» Job
Quote the listing below word for word, starting at the line that contains "Task: indicate the tire" and stopping after the listing's last line.

» Provided data

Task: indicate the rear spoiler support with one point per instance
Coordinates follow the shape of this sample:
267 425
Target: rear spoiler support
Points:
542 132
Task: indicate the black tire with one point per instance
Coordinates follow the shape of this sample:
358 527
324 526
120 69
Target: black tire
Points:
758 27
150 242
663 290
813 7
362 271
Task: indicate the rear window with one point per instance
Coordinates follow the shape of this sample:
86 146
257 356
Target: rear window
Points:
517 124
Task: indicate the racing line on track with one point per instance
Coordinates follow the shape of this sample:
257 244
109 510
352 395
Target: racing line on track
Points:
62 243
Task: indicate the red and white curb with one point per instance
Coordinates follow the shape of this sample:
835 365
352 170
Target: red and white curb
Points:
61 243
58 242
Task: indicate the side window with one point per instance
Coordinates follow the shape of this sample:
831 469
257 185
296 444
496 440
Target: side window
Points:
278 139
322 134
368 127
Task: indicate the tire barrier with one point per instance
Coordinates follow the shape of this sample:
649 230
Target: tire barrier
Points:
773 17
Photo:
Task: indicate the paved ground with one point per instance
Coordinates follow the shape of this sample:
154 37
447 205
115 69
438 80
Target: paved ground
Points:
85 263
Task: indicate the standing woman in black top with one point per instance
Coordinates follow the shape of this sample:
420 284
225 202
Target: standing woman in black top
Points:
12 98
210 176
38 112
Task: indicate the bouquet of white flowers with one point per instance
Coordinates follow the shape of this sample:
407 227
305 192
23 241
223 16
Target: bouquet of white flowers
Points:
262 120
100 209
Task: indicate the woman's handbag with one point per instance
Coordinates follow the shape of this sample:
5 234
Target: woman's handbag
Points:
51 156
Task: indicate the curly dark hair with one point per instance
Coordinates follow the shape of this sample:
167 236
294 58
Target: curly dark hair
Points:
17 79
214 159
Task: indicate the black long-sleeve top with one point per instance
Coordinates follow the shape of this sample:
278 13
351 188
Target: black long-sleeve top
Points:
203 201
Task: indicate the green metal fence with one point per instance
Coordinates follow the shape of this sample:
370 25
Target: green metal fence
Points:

» The response
Task: indicate the tire barrier with one point per instance
Coordinates follow the shape of this sample:
649 230
Target: tire barrier
Points:
773 17
Photo:
Task: indicate the paved ground with one point per instance
Coordinates follow the shape of this sample:
154 37
447 205
115 69
438 80
Target: paved ground
Points:
85 263
Task: indicate the standing woman in black top with one point per instance
Coordinates follow the shape of this sample:
420 284
225 202
Target: standing woman in black top
Points:
12 98
210 176
38 112
Task: indicate the bouquet of white flowers with one point per instance
Coordinates follow the shape of this sample:
407 227
305 192
23 241
223 16
Target: bouquet of white flowers
Points:
262 120
100 209
Task: indicate the woman's handbag with one point per instance
Coordinates follow the shape of this sample:
5 234
Target: woman's handbag
Points:
51 156
Task: indicate the curly dark hair with one point per instance
Coordinates follow the shape of this sample:
167 236
294 58
Target: curly dark hair
Points:
17 79
214 159
Task: indicate the black long-sleeve top with one point per instance
Coordinates follow the shape of this sample:
278 13
351 188
Target: black long-sleeve top
Points:
203 201
Task: indicate the green metal fence with one point per instance
Coordinates follow the shape of this sample:
370 25
Target: green metal fence
Points:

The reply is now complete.